Copy every line of the data that includes the string "segment".

### INFORMATION PROVIDED

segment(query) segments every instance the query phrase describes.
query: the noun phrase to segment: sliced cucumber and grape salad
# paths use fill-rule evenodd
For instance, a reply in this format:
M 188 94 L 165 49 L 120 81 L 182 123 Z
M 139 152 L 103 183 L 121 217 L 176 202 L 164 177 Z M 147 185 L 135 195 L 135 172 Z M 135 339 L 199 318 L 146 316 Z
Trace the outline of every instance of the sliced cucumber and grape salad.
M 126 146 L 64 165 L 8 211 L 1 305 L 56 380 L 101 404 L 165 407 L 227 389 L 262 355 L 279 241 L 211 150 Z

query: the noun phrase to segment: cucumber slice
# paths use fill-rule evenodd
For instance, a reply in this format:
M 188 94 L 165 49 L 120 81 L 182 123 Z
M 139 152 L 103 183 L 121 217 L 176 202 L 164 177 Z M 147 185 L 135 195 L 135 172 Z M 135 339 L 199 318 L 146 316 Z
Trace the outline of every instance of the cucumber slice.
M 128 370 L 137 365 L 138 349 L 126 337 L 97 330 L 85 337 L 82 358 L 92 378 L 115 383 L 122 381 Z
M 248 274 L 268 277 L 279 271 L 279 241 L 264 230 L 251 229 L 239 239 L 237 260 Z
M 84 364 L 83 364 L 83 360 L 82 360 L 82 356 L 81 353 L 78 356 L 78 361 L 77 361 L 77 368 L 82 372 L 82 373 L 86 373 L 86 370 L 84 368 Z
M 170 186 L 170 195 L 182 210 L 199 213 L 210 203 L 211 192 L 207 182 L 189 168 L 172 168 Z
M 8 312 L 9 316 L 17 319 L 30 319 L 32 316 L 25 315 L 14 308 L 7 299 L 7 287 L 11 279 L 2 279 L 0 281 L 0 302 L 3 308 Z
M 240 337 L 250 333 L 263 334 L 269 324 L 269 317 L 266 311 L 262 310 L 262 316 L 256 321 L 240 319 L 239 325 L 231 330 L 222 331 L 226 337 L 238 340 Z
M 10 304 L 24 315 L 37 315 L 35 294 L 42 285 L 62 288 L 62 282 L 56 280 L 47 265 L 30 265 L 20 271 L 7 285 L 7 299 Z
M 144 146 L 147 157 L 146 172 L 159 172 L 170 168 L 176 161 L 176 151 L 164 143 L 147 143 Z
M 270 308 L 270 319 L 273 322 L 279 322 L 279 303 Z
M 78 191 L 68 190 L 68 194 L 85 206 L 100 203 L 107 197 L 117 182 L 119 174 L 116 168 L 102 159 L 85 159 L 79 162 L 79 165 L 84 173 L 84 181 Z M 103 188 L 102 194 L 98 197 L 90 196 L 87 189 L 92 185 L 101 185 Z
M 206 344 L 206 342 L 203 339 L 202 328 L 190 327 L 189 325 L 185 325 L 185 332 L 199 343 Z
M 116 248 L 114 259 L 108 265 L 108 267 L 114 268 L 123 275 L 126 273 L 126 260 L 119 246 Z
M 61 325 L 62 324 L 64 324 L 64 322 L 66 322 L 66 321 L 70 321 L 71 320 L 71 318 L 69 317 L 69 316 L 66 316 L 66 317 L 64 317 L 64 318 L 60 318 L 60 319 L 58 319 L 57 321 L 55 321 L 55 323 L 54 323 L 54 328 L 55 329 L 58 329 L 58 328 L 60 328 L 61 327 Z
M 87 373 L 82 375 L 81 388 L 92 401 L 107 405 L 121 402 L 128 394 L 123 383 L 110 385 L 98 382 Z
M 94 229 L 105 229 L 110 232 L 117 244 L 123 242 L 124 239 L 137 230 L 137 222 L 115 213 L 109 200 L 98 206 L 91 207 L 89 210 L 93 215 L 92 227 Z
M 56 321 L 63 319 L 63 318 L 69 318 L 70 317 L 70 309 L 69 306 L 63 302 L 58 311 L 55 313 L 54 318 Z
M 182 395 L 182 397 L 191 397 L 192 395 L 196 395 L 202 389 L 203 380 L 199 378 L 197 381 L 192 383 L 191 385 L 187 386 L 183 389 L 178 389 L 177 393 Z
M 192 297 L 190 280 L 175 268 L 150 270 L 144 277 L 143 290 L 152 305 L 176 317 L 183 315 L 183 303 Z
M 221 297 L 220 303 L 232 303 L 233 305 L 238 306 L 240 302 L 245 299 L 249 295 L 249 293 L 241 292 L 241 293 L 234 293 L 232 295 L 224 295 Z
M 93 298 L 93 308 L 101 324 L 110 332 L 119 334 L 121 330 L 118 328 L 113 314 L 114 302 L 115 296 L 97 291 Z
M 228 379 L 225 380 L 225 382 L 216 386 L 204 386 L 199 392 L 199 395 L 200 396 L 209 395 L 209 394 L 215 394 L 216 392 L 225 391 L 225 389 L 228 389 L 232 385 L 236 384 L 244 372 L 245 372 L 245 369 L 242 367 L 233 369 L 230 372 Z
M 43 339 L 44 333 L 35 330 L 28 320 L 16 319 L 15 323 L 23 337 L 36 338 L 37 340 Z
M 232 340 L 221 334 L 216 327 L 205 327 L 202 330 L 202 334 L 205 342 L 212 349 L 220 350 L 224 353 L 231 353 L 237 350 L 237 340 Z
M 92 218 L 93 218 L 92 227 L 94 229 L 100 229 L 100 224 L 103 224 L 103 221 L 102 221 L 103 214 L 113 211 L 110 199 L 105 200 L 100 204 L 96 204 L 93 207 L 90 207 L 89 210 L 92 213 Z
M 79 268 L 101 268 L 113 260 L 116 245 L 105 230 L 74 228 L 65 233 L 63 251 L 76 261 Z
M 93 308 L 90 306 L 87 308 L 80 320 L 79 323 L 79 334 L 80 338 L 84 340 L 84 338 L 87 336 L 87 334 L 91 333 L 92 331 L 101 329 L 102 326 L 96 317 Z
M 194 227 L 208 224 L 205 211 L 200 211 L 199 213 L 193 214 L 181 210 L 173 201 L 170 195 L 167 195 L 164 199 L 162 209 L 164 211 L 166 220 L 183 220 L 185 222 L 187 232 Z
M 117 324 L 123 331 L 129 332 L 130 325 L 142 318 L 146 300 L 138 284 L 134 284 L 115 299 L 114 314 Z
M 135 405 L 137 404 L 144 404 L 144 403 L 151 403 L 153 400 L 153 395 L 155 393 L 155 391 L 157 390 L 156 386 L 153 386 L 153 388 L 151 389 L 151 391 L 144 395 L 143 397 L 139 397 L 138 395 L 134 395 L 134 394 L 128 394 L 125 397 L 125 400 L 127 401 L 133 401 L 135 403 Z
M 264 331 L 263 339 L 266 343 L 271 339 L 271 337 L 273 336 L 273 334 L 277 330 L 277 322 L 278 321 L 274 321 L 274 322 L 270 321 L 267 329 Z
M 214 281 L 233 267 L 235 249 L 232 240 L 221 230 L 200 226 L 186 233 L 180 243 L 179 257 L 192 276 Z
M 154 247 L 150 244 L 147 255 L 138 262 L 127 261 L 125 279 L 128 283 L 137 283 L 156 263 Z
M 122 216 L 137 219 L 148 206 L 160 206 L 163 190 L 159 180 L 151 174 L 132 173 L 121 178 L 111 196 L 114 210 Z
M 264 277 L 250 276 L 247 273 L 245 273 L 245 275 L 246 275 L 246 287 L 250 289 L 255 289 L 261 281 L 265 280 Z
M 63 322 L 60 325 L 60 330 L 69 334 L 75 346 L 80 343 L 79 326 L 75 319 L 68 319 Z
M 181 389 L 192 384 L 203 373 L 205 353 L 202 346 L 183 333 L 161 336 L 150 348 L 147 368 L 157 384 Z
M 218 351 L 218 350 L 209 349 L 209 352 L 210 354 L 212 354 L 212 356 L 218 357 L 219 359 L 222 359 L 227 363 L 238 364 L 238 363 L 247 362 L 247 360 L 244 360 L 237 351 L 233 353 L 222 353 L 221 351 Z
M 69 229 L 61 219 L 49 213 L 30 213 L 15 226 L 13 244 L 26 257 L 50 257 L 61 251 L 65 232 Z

######

* _RESULT FOR THIS EXERCISE_:
segment(query) segments every instance the query phrase describes.
query: the noun phrase to segment: sliced cucumber and grape salad
query: the noun phrase to segment: cucumber slice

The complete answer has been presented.